Entries shown =>
------------------------------------

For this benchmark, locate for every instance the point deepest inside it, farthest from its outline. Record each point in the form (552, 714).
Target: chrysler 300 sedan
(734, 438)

------------------------------------

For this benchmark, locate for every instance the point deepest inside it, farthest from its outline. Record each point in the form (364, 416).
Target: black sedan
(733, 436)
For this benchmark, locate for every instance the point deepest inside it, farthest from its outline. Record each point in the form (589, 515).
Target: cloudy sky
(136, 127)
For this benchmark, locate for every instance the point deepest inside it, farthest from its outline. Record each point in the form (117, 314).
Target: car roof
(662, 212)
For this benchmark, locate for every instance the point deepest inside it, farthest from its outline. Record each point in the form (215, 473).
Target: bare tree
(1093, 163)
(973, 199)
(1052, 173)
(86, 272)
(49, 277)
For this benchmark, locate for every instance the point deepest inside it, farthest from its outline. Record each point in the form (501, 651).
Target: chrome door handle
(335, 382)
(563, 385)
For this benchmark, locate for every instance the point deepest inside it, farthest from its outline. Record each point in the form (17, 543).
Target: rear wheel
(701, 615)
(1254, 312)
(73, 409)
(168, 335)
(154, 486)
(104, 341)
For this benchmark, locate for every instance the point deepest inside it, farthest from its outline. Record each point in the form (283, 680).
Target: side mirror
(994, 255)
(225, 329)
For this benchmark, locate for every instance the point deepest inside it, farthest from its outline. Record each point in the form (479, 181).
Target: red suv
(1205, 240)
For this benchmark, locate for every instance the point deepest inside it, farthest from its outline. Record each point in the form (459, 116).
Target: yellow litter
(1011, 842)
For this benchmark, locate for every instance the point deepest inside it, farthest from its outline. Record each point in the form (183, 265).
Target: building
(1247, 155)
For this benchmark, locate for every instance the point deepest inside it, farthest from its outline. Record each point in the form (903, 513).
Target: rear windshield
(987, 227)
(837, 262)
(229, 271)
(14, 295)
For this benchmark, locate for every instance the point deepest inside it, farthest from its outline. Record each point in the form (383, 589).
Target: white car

------------------------------------

What is required => Format the lines of the records above as a JSON list of strings, one string per line with blank lines omitted. Begin at the line that contains "form (589, 515)." and stop after the line that contains "(1205, 240)".

Expected answer =>
[
  "For this benchmark, locate for every instance the point deepest inside it, farthest from its outline. Record each point in the form (589, 515).",
  "Target: cloudy sky",
  "(136, 127)",
  "For this benchmark, locate for every instance the point deepest inside it, farthest from its outline. Record each point in the form (117, 314).",
  "Target: car roof",
  "(662, 212)",
  "For this benchmark, locate for every instance the point deepest inside it, farthest from its outline. Record each point in the form (215, 473).",
  "Target: bare tree",
  "(1093, 163)",
  "(973, 199)",
  "(1052, 173)",
  "(86, 272)",
  "(49, 277)",
  "For this benchmark, locate for every instance the point deepest inside it, farthest from its outline. Record each point in the form (501, 651).",
  "Target: chrome door handle",
  "(335, 382)",
  "(563, 385)",
  "For this benchmark, locate for every instance the point deepest inside it, farthest from its outline. Record each point in the form (17, 543).",
  "Target: rear wheel",
  "(701, 615)",
  "(1254, 312)",
  "(73, 409)",
  "(168, 335)",
  "(154, 486)",
  "(104, 341)",
  "For this benchmark, locate for every instance the point deepest inside it, farthest from its outline. Record each point in the form (283, 680).",
  "Target: side mirror",
  "(994, 255)",
  "(225, 329)",
  "For this benchmark, locate for every instance the point deepest inside it, farthest from its outline. Record each point in the form (479, 181).",
  "Target: red suv",
  "(1205, 240)"
]